**THE EXERCISE**.
Copy word for word the rows that run from the line containing "Could you please point to the green leaf" through the line containing "column 241, row 314", including both of those lines.

**STORED ROWS**.
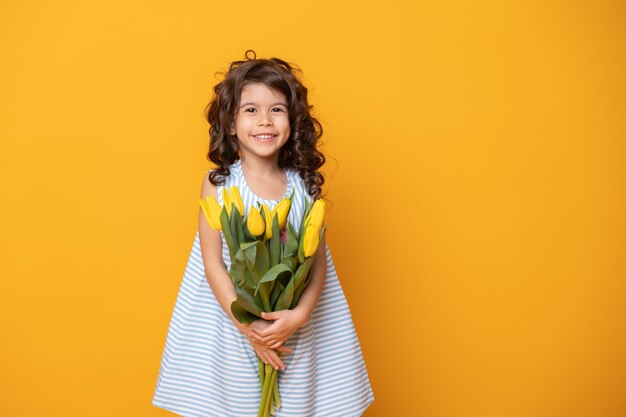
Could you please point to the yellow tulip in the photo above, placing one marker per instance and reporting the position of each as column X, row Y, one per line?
column 311, row 240
column 226, row 199
column 235, row 197
column 255, row 223
column 316, row 215
column 282, row 210
column 232, row 196
column 268, row 221
column 212, row 210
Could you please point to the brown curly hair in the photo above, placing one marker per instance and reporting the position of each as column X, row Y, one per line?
column 299, row 153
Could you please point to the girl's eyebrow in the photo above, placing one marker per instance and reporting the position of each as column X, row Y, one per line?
column 279, row 103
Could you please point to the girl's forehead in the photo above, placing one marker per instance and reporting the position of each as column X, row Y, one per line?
column 260, row 90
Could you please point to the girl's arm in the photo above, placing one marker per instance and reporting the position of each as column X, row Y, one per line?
column 219, row 280
column 286, row 322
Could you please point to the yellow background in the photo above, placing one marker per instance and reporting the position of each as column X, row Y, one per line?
column 476, row 178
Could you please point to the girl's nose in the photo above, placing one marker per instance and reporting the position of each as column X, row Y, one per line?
column 265, row 119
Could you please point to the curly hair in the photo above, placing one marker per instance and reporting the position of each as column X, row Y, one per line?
column 299, row 153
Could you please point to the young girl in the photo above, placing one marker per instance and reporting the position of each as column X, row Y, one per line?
column 263, row 140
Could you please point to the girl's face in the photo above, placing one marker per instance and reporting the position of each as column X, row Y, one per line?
column 262, row 121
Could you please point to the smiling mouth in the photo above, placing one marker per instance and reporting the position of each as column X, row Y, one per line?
column 264, row 137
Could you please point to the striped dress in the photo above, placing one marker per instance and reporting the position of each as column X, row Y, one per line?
column 208, row 368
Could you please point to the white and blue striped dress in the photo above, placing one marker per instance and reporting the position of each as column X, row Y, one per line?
column 208, row 368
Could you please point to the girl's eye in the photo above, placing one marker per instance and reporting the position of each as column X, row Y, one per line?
column 251, row 109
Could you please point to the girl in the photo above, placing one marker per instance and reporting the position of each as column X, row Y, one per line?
column 263, row 140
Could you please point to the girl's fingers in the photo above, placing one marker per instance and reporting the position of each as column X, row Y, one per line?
column 284, row 349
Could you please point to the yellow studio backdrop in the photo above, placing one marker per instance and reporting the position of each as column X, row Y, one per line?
column 476, row 184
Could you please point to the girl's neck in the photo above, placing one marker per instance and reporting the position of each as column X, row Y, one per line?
column 261, row 168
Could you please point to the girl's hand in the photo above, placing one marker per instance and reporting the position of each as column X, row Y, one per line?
column 266, row 354
column 274, row 334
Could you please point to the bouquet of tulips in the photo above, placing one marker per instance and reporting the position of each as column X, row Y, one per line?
column 270, row 263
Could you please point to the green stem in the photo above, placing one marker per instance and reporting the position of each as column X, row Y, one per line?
column 265, row 391
column 261, row 372
column 272, row 378
column 276, row 396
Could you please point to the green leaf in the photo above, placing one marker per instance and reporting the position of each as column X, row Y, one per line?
column 290, row 262
column 238, row 270
column 285, row 298
column 247, row 300
column 262, row 261
column 276, row 291
column 234, row 226
column 273, row 273
column 228, row 236
column 249, row 251
column 241, row 314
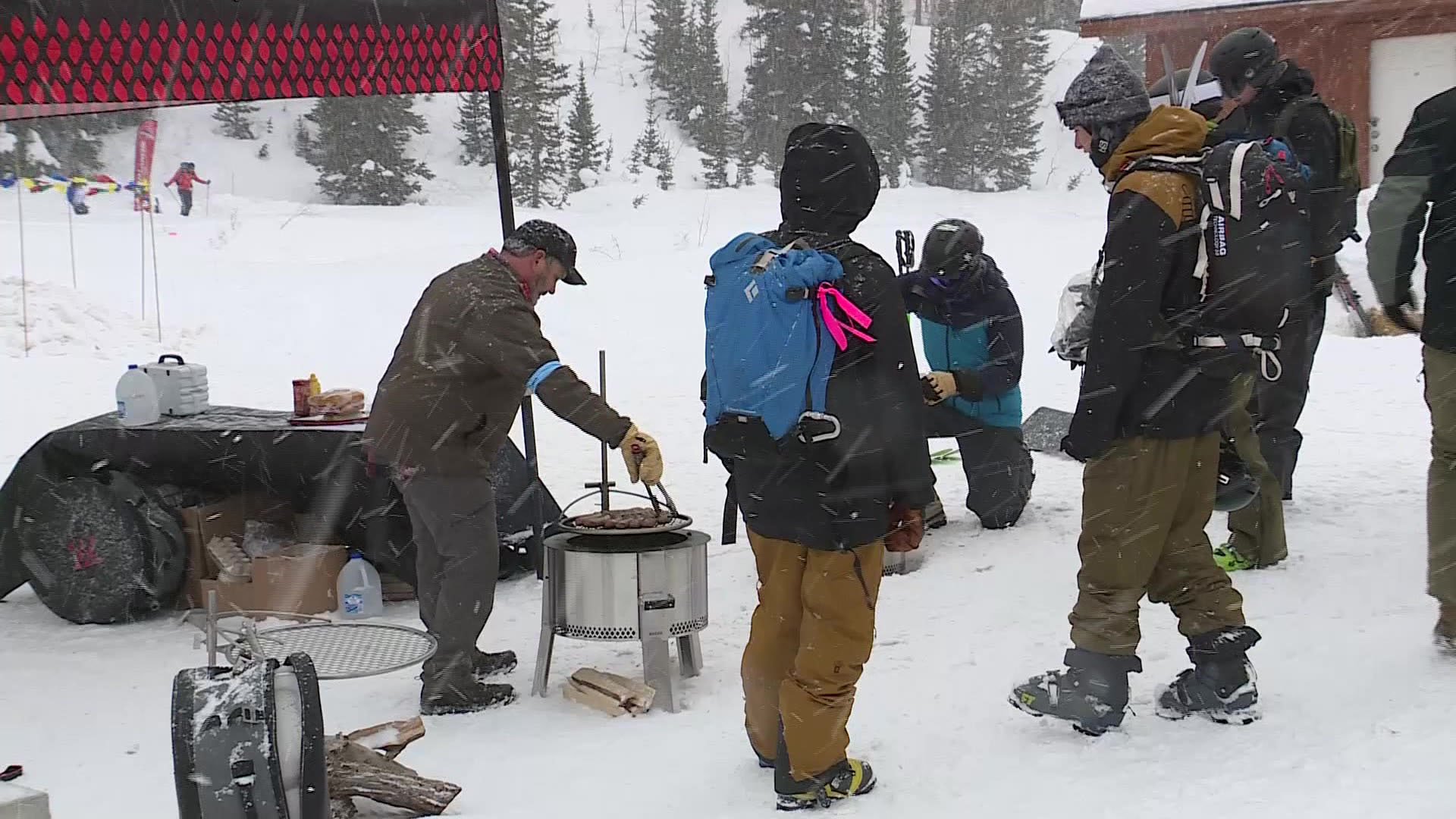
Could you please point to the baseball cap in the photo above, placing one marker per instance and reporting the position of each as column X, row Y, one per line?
column 555, row 242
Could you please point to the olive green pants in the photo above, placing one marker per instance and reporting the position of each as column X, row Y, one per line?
column 808, row 645
column 1440, row 485
column 1257, row 531
column 1145, row 506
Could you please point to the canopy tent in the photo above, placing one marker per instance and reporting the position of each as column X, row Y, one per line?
column 61, row 57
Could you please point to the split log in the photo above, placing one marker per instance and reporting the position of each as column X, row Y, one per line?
column 425, row 798
column 363, row 764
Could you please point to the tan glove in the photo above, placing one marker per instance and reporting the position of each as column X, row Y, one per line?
column 642, row 457
column 938, row 387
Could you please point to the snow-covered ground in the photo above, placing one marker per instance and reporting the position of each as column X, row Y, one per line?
column 264, row 287
column 1357, row 710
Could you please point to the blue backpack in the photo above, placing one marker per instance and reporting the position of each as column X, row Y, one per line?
column 772, row 334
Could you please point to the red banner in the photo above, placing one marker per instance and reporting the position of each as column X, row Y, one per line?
column 146, row 148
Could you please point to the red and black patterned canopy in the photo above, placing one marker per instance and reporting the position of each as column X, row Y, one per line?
column 85, row 55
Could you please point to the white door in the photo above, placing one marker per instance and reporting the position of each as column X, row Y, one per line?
column 1404, row 74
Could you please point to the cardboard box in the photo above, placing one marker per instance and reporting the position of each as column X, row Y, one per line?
column 299, row 580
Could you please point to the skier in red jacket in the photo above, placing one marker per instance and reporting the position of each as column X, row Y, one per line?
column 184, row 178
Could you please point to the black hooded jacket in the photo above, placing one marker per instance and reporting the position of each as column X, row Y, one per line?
column 837, row 494
column 1315, row 139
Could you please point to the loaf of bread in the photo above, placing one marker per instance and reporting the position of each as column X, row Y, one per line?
column 337, row 403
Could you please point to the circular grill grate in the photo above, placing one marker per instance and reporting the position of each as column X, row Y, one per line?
column 347, row 651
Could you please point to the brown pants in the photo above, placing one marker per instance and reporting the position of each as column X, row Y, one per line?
column 1144, row 510
column 808, row 645
column 1256, row 531
column 1440, row 484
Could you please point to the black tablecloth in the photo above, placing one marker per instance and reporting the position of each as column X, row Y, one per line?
column 231, row 449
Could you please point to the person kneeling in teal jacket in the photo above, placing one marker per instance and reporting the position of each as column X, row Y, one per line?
column 973, row 341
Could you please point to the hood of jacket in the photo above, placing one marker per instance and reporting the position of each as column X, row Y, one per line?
column 1166, row 131
column 830, row 180
column 962, row 302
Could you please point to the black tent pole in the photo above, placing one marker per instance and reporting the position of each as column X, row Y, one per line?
column 503, row 183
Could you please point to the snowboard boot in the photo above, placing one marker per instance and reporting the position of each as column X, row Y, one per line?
column 1091, row 692
column 849, row 777
column 845, row 780
column 495, row 664
column 1220, row 684
column 450, row 689
column 1446, row 632
column 1231, row 560
column 935, row 515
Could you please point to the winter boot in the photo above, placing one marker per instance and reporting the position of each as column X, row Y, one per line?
column 1220, row 684
column 845, row 780
column 1091, row 692
column 492, row 664
column 851, row 777
column 1446, row 630
column 1229, row 558
column 935, row 515
column 456, row 692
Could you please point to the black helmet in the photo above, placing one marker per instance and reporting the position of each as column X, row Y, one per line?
column 1242, row 57
column 949, row 245
column 1237, row 485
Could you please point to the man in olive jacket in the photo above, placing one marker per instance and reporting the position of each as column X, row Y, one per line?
column 471, row 350
column 1147, row 428
column 1421, row 174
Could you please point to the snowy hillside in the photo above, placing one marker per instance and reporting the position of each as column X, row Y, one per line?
column 615, row 77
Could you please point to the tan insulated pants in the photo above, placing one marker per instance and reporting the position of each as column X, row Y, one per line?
column 1144, row 510
column 808, row 645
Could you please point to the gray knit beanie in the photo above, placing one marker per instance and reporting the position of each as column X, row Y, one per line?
column 1107, row 91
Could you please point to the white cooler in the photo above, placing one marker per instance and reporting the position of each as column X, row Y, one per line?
column 181, row 387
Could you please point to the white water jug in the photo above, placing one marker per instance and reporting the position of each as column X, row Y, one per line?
column 137, row 403
column 359, row 588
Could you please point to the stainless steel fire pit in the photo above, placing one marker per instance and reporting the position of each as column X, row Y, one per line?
column 650, row 586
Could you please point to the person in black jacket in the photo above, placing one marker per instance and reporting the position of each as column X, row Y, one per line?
column 820, row 516
column 974, row 343
column 1147, row 428
column 1279, row 101
column 1421, row 174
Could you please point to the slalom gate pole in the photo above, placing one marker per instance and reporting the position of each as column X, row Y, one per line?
column 156, row 283
column 503, row 184
column 19, row 219
column 71, row 228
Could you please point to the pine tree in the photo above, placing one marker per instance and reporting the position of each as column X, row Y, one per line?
column 712, row 126
column 666, row 50
column 648, row 149
column 582, row 134
column 533, row 101
column 362, row 152
column 954, row 142
column 664, row 167
column 896, row 96
column 473, row 126
column 1019, row 71
column 235, row 120
column 302, row 139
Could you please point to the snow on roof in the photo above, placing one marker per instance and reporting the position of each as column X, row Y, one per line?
column 1101, row 9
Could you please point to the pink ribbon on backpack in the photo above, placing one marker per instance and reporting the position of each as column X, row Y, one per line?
column 835, row 324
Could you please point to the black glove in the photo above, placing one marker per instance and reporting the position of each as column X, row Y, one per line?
column 1402, row 308
column 1076, row 452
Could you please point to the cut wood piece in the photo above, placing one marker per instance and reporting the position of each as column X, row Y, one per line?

**WRITTEN SOLUTION**.
Could you please point to the green leaf in the photo above, placing one marker per instance and reporting the position of each as column X, row Y, one per line?
column 290, row 262
column 238, row 270
column 285, row 298
column 247, row 300
column 262, row 261
column 276, row 291
column 234, row 226
column 273, row 273
column 228, row 236
column 249, row 251
column 241, row 314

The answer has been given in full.